説明

表面保護フィルム、及びそれが貼着された光学部品

【課題】表面保護フィルムを剥離した時の剥離帯電圧が低く、かつ、帯電防止性能の経時変化および被着体汚染が少ない表面保護フィルム、及びそれが貼着された光学部品を提供する。
【解決手段】透明な基材フィルム1の片面に、表面抵抗率が1×1013〔Ω/□〕以上である第1粘着剤層2と、表面抵抗率が1×1013〔Ω/□〕未満である第2粘着剤層3とが、この順に積層して設けられたことを特徴とする表面保護フィルム5を提供する。

【発明の詳細な説明】
【技術分野】
【0001】
本発明は、偏光板、位相差板、ディスプレイ用のレンズフィルムなどの光学部品(以下、光学用フィルムと称する)の表面に貼着される表面保護フィルムに関する。さらに詳細には、表面保護フィルムを剥離した時の剥離帯電圧が低く、かつ、帯電防止性能の経時変化および被着体汚染が少ない表面保護フィルム、及びそれを用いた光学部品を提供するものである。
【背景技術】
【0002】
偏光板、位相差板、ディスプレイ用のレンズフィルム等の光学用フィルムを用いたディスプレイなどの光学製品を製造、搬送する際には、該光学用フィルムの表面に表面保護フィルムを貼着して、後工程における光学用フィルムの表面の汚れや傷付きを防止することがなされている。また、光学用フィルムの性能検査、外観検査を、表面保護フィルムを貼着したまま行うこともある。
従来技術による表面保護フィルムは、典型的には、基材フィルムの片面に、微粘着力の粘着剤層を設けた構成を有する。粘着剤層は、表面保護フィルムを光学用フィルムに貼着するための層である。粘着剤層を微粘着力とするのは、使用済みの表面保護フィルムを光学用フィルムの表面から剥離除去するときに、円滑に剥離でき、かつ、光学用フィルムの表面に糊残りが生じないようにするためである。
【0003】
近年、液晶ディスプレイパネルなどの画像表示装置の生産工程において、光学用フィルムの表面上に貼着された表面保護フィルムを、光学用フィルムから剥離除去する際に発生する剥離帯電により、液晶用のドライバーIC等の回路部品が破壊される現象や液晶分子の配向が損失する現象が、件数は少ないながらも起きている。

▶ データ抜粋
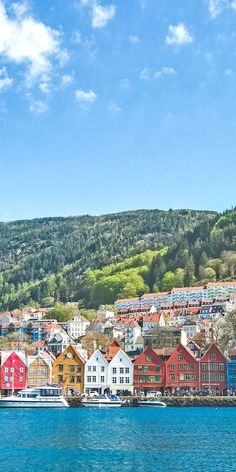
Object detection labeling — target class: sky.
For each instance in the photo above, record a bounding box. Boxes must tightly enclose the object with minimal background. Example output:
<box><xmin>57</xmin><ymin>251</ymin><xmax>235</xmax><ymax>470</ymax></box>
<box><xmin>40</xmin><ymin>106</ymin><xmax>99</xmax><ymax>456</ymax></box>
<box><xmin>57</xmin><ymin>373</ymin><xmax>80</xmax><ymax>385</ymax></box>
<box><xmin>0</xmin><ymin>0</ymin><xmax>236</xmax><ymax>221</ymax></box>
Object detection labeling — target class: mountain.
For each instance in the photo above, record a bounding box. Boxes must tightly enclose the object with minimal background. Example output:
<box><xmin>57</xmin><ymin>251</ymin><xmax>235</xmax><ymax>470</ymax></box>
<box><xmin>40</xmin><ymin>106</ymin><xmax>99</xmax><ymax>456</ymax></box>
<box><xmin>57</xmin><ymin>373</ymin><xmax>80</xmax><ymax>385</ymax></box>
<box><xmin>0</xmin><ymin>210</ymin><xmax>236</xmax><ymax>310</ymax></box>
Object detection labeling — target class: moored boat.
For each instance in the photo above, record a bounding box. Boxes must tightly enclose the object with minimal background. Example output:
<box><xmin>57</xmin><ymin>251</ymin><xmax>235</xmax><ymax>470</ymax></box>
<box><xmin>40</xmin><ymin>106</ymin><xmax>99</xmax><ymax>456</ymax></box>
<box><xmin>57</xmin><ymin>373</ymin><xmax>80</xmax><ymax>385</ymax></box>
<box><xmin>82</xmin><ymin>394</ymin><xmax>122</xmax><ymax>408</ymax></box>
<box><xmin>0</xmin><ymin>385</ymin><xmax>69</xmax><ymax>408</ymax></box>
<box><xmin>138</xmin><ymin>397</ymin><xmax>167</xmax><ymax>408</ymax></box>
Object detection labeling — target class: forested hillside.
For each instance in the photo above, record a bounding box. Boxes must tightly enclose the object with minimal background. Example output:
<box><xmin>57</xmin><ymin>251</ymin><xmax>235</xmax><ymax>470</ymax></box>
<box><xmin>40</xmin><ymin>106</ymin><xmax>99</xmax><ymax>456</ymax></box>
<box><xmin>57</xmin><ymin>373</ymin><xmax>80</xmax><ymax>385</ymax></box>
<box><xmin>0</xmin><ymin>206</ymin><xmax>236</xmax><ymax>310</ymax></box>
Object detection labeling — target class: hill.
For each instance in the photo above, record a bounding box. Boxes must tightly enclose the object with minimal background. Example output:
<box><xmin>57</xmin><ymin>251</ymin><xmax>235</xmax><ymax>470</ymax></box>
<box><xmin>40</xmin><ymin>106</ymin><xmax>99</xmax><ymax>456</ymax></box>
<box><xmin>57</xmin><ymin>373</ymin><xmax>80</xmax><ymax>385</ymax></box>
<box><xmin>0</xmin><ymin>210</ymin><xmax>236</xmax><ymax>310</ymax></box>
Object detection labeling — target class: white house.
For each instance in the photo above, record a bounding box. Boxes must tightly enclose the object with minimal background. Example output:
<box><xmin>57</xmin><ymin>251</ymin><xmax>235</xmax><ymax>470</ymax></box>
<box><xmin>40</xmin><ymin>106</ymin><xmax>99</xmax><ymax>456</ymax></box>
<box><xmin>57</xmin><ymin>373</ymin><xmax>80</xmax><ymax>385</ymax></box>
<box><xmin>66</xmin><ymin>315</ymin><xmax>90</xmax><ymax>339</ymax></box>
<box><xmin>106</xmin><ymin>341</ymin><xmax>133</xmax><ymax>394</ymax></box>
<box><xmin>84</xmin><ymin>349</ymin><xmax>109</xmax><ymax>393</ymax></box>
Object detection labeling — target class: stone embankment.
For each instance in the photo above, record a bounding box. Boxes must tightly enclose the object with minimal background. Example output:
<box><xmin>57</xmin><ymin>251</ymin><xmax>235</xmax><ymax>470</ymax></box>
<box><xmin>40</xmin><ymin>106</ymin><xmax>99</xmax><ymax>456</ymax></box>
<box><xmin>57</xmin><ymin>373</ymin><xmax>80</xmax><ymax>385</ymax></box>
<box><xmin>67</xmin><ymin>396</ymin><xmax>236</xmax><ymax>408</ymax></box>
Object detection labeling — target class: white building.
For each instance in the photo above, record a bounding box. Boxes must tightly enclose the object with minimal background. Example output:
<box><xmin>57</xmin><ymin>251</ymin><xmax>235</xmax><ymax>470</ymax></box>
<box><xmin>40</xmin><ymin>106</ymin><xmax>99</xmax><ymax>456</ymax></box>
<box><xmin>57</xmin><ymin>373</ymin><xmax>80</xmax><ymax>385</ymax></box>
<box><xmin>66</xmin><ymin>315</ymin><xmax>90</xmax><ymax>339</ymax></box>
<box><xmin>84</xmin><ymin>349</ymin><xmax>109</xmax><ymax>393</ymax></box>
<box><xmin>106</xmin><ymin>341</ymin><xmax>133</xmax><ymax>394</ymax></box>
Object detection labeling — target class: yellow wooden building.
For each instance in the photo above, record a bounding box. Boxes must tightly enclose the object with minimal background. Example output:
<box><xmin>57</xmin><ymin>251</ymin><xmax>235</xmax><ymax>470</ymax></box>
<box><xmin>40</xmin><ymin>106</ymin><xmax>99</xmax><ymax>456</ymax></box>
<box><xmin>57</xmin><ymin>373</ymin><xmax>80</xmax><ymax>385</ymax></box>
<box><xmin>52</xmin><ymin>346</ymin><xmax>85</xmax><ymax>395</ymax></box>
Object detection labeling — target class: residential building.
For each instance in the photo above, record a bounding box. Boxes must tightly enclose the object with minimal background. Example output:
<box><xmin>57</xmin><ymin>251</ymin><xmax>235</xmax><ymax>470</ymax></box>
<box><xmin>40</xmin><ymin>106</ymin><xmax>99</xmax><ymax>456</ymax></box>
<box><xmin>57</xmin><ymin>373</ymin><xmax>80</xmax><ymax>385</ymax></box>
<box><xmin>27</xmin><ymin>352</ymin><xmax>52</xmax><ymax>387</ymax></box>
<box><xmin>199</xmin><ymin>343</ymin><xmax>227</xmax><ymax>395</ymax></box>
<box><xmin>105</xmin><ymin>341</ymin><xmax>133</xmax><ymax>394</ymax></box>
<box><xmin>133</xmin><ymin>347</ymin><xmax>165</xmax><ymax>394</ymax></box>
<box><xmin>84</xmin><ymin>349</ymin><xmax>109</xmax><ymax>393</ymax></box>
<box><xmin>166</xmin><ymin>344</ymin><xmax>199</xmax><ymax>392</ymax></box>
<box><xmin>66</xmin><ymin>314</ymin><xmax>90</xmax><ymax>339</ymax></box>
<box><xmin>52</xmin><ymin>345</ymin><xmax>85</xmax><ymax>395</ymax></box>
<box><xmin>1</xmin><ymin>350</ymin><xmax>27</xmax><ymax>395</ymax></box>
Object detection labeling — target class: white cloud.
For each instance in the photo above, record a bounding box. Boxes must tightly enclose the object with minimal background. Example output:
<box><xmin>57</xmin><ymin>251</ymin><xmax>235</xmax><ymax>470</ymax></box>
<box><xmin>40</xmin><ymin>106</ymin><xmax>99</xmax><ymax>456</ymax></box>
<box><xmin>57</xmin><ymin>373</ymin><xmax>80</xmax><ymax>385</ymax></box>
<box><xmin>30</xmin><ymin>100</ymin><xmax>48</xmax><ymax>115</ymax></box>
<box><xmin>0</xmin><ymin>67</ymin><xmax>13</xmax><ymax>92</ymax></box>
<box><xmin>139</xmin><ymin>66</ymin><xmax>176</xmax><ymax>81</ymax></box>
<box><xmin>75</xmin><ymin>89</ymin><xmax>97</xmax><ymax>104</ymax></box>
<box><xmin>0</xmin><ymin>0</ymin><xmax>61</xmax><ymax>85</ymax></box>
<box><xmin>139</xmin><ymin>67</ymin><xmax>150</xmax><ymax>80</ymax></box>
<box><xmin>129</xmin><ymin>34</ymin><xmax>140</xmax><ymax>44</ymax></box>
<box><xmin>165</xmin><ymin>23</ymin><xmax>193</xmax><ymax>46</ymax></box>
<box><xmin>61</xmin><ymin>74</ymin><xmax>74</xmax><ymax>87</ymax></box>
<box><xmin>207</xmin><ymin>0</ymin><xmax>236</xmax><ymax>20</ymax></box>
<box><xmin>108</xmin><ymin>101</ymin><xmax>121</xmax><ymax>115</ymax></box>
<box><xmin>92</xmin><ymin>2</ymin><xmax>116</xmax><ymax>28</ymax></box>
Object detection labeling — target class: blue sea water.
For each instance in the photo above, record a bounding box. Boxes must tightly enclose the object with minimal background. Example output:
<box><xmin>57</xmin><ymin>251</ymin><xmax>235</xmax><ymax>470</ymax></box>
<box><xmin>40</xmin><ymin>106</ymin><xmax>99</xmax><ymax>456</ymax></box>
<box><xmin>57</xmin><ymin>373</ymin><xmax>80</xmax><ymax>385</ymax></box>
<box><xmin>0</xmin><ymin>408</ymin><xmax>236</xmax><ymax>472</ymax></box>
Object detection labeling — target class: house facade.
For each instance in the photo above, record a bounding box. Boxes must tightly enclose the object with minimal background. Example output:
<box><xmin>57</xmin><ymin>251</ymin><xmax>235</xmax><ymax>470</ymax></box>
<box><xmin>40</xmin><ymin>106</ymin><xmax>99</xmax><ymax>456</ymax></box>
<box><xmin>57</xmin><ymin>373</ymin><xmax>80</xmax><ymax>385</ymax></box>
<box><xmin>84</xmin><ymin>349</ymin><xmax>109</xmax><ymax>393</ymax></box>
<box><xmin>166</xmin><ymin>344</ymin><xmax>199</xmax><ymax>393</ymax></box>
<box><xmin>133</xmin><ymin>347</ymin><xmax>165</xmax><ymax>394</ymax></box>
<box><xmin>27</xmin><ymin>353</ymin><xmax>52</xmax><ymax>387</ymax></box>
<box><xmin>200</xmin><ymin>343</ymin><xmax>227</xmax><ymax>395</ymax></box>
<box><xmin>52</xmin><ymin>345</ymin><xmax>85</xmax><ymax>395</ymax></box>
<box><xmin>1</xmin><ymin>351</ymin><xmax>27</xmax><ymax>395</ymax></box>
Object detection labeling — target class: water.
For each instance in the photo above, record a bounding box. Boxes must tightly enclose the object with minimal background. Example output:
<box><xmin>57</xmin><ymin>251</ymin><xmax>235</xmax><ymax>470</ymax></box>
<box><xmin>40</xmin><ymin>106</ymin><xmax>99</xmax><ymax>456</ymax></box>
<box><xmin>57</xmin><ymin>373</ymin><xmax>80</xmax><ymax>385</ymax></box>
<box><xmin>0</xmin><ymin>408</ymin><xmax>236</xmax><ymax>472</ymax></box>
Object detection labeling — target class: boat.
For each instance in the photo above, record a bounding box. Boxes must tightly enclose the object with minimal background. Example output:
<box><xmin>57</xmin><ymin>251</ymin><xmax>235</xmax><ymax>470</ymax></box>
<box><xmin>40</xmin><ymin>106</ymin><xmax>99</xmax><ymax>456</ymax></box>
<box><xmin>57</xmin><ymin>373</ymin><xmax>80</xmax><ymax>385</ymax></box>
<box><xmin>0</xmin><ymin>385</ymin><xmax>69</xmax><ymax>408</ymax></box>
<box><xmin>82</xmin><ymin>393</ymin><xmax>122</xmax><ymax>408</ymax></box>
<box><xmin>138</xmin><ymin>397</ymin><xmax>167</xmax><ymax>408</ymax></box>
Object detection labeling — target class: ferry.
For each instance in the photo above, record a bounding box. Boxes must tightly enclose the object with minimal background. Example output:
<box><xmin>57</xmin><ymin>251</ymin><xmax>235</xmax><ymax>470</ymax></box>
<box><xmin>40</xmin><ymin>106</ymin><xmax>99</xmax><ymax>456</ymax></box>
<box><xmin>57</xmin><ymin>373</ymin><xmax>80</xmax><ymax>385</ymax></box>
<box><xmin>82</xmin><ymin>394</ymin><xmax>122</xmax><ymax>408</ymax></box>
<box><xmin>0</xmin><ymin>385</ymin><xmax>69</xmax><ymax>408</ymax></box>
<box><xmin>138</xmin><ymin>397</ymin><xmax>167</xmax><ymax>408</ymax></box>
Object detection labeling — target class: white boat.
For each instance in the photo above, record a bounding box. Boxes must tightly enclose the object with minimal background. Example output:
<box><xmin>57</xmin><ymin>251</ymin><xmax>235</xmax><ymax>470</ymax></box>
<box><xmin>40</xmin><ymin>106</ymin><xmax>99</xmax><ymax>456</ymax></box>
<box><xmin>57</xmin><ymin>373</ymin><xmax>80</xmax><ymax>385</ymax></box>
<box><xmin>82</xmin><ymin>394</ymin><xmax>122</xmax><ymax>408</ymax></box>
<box><xmin>0</xmin><ymin>385</ymin><xmax>69</xmax><ymax>408</ymax></box>
<box><xmin>138</xmin><ymin>397</ymin><xmax>167</xmax><ymax>408</ymax></box>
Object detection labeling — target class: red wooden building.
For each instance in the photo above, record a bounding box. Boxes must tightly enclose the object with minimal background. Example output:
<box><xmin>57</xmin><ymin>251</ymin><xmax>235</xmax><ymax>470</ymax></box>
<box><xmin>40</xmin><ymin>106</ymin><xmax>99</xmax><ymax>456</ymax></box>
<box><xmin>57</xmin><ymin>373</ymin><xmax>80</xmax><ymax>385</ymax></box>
<box><xmin>200</xmin><ymin>343</ymin><xmax>227</xmax><ymax>395</ymax></box>
<box><xmin>166</xmin><ymin>344</ymin><xmax>199</xmax><ymax>392</ymax></box>
<box><xmin>1</xmin><ymin>351</ymin><xmax>27</xmax><ymax>395</ymax></box>
<box><xmin>134</xmin><ymin>347</ymin><xmax>165</xmax><ymax>393</ymax></box>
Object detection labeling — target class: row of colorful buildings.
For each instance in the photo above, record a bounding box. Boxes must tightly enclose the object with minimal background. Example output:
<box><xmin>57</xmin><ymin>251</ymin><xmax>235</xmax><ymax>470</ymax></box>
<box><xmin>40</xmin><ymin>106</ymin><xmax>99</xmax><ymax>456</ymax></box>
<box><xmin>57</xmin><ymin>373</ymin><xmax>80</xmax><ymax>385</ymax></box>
<box><xmin>1</xmin><ymin>341</ymin><xmax>236</xmax><ymax>395</ymax></box>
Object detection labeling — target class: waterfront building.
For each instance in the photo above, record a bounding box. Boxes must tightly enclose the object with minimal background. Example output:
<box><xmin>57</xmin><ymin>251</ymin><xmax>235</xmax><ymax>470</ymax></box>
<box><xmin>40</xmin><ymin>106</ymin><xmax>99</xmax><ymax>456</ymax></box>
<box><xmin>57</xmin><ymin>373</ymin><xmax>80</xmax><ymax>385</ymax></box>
<box><xmin>199</xmin><ymin>343</ymin><xmax>227</xmax><ymax>395</ymax></box>
<box><xmin>133</xmin><ymin>347</ymin><xmax>165</xmax><ymax>394</ymax></box>
<box><xmin>66</xmin><ymin>314</ymin><xmax>90</xmax><ymax>339</ymax></box>
<box><xmin>84</xmin><ymin>349</ymin><xmax>109</xmax><ymax>393</ymax></box>
<box><xmin>52</xmin><ymin>345</ymin><xmax>85</xmax><ymax>395</ymax></box>
<box><xmin>105</xmin><ymin>341</ymin><xmax>133</xmax><ymax>394</ymax></box>
<box><xmin>166</xmin><ymin>344</ymin><xmax>199</xmax><ymax>392</ymax></box>
<box><xmin>27</xmin><ymin>352</ymin><xmax>52</xmax><ymax>387</ymax></box>
<box><xmin>143</xmin><ymin>326</ymin><xmax>187</xmax><ymax>349</ymax></box>
<box><xmin>1</xmin><ymin>350</ymin><xmax>27</xmax><ymax>395</ymax></box>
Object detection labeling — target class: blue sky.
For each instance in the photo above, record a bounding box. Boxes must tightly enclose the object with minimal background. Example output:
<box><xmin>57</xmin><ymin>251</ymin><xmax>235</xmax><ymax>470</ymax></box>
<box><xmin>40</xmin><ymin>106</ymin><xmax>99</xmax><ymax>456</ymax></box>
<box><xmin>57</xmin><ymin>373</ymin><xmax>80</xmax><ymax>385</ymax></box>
<box><xmin>0</xmin><ymin>0</ymin><xmax>236</xmax><ymax>221</ymax></box>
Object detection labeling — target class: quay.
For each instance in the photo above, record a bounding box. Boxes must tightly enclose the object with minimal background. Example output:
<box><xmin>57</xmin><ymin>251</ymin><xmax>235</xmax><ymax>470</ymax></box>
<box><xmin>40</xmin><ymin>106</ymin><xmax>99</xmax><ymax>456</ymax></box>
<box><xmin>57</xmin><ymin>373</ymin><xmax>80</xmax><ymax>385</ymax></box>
<box><xmin>67</xmin><ymin>396</ymin><xmax>236</xmax><ymax>408</ymax></box>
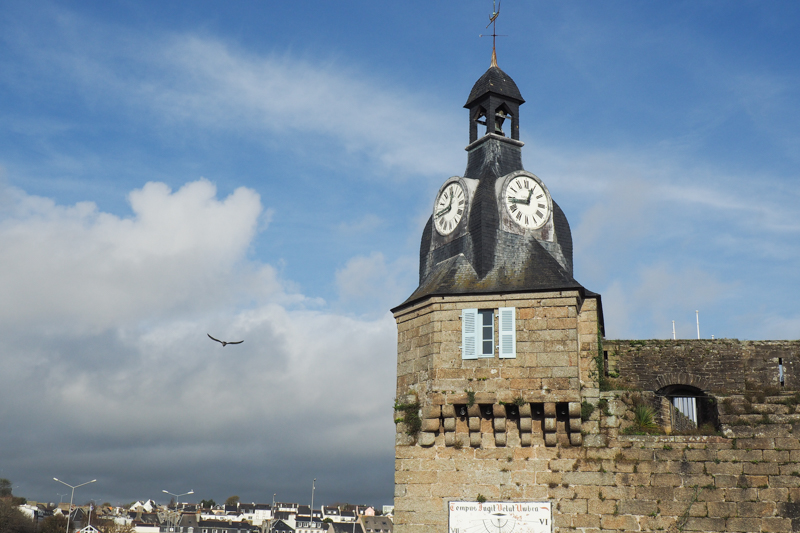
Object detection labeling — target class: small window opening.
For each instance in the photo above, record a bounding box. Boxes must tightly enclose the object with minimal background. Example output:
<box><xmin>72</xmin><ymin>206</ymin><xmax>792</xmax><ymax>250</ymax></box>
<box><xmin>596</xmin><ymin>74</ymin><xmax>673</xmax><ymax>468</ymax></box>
<box><xmin>657</xmin><ymin>385</ymin><xmax>719</xmax><ymax>432</ymax></box>
<box><xmin>556</xmin><ymin>402</ymin><xmax>569</xmax><ymax>422</ymax></box>
<box><xmin>494</xmin><ymin>108</ymin><xmax>509</xmax><ymax>137</ymax></box>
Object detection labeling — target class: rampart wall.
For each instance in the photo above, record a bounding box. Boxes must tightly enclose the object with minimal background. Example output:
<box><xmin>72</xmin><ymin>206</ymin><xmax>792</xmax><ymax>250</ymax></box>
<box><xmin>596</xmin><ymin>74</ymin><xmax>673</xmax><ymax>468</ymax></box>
<box><xmin>603</xmin><ymin>339</ymin><xmax>800</xmax><ymax>394</ymax></box>
<box><xmin>395</xmin><ymin>392</ymin><xmax>800</xmax><ymax>533</ymax></box>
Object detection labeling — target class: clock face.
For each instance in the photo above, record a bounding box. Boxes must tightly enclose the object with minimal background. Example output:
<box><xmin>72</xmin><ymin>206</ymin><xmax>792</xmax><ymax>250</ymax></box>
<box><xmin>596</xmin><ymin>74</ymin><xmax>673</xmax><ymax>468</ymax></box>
<box><xmin>503</xmin><ymin>174</ymin><xmax>551</xmax><ymax>229</ymax></box>
<box><xmin>433</xmin><ymin>181</ymin><xmax>467</xmax><ymax>235</ymax></box>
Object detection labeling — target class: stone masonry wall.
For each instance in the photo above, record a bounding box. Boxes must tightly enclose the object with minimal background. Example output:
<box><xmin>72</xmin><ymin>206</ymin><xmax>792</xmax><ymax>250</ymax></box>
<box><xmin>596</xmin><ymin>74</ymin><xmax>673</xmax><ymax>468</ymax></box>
<box><xmin>395</xmin><ymin>291</ymin><xmax>598</xmax><ymax>407</ymax></box>
<box><xmin>603</xmin><ymin>339</ymin><xmax>800</xmax><ymax>394</ymax></box>
<box><xmin>395</xmin><ymin>392</ymin><xmax>800</xmax><ymax>533</ymax></box>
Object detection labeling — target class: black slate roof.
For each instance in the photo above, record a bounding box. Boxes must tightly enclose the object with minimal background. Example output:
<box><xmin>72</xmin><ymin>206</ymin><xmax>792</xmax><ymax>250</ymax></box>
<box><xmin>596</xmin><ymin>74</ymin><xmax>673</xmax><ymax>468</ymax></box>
<box><xmin>392</xmin><ymin>62</ymin><xmax>603</xmax><ymax>322</ymax></box>
<box><xmin>464</xmin><ymin>66</ymin><xmax>525</xmax><ymax>108</ymax></box>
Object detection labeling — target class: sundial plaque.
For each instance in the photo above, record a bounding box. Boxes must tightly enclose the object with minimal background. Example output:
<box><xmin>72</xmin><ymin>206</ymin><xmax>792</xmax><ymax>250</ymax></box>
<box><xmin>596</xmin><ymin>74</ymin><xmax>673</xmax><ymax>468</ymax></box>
<box><xmin>448</xmin><ymin>501</ymin><xmax>553</xmax><ymax>533</ymax></box>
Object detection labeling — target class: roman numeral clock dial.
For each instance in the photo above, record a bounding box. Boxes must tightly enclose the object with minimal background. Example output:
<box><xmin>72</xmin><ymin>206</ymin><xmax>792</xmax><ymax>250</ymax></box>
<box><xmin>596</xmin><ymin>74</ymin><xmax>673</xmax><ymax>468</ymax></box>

▶ 取り組む課題
1. 表面保護フィルムについての文章のうち、「従来技術による表面保護フィル」から「じないようにするためである。」までの部分を書き直しなさい。その際、「微粘着力」を「弱粘着力」に置き換えること。
2. 表面保護フィルムについての文章に基づいて、次の問いに答えなさい。
(a) 本発明の表面保護フィルムは、どのような光学部品の表面に貼着されるものとして挙げられているか。
(b) 従来技術による表面保護フィルムは、典型的にはどのような構成を有するか。
(c) 剥離帯電によって起きている現象として、何が述べられているか。

▶ 解答例
1.
従来技術による表面保護フィルムは、典型的には、基材フィルムの片面に、弱粘着力の粘着剤層を設けた構成を有する。粘着剤層は、表面保護フィルムを光学用フィルムに貼着するための層である。粘着剤層を弱粘着力とするのは、使用済みの表面保護フィルムを光学用フィルムの表面から剥離除去するときに、円滑に剥離でき、かつ、光学用フィルムの表面に糊残りが生じないようにするためである。

2.
(a) 偏光板、位相差板、ディスプレイ用のレンズフィルムなどの光学部品。
(b) 基材フィルムの片面に、微粘着力の粘着剤層を設けた構成。
(c) 液晶用のドライバーIC等の回路部品が破壊される現象や、液晶分子の配向が損失する現象。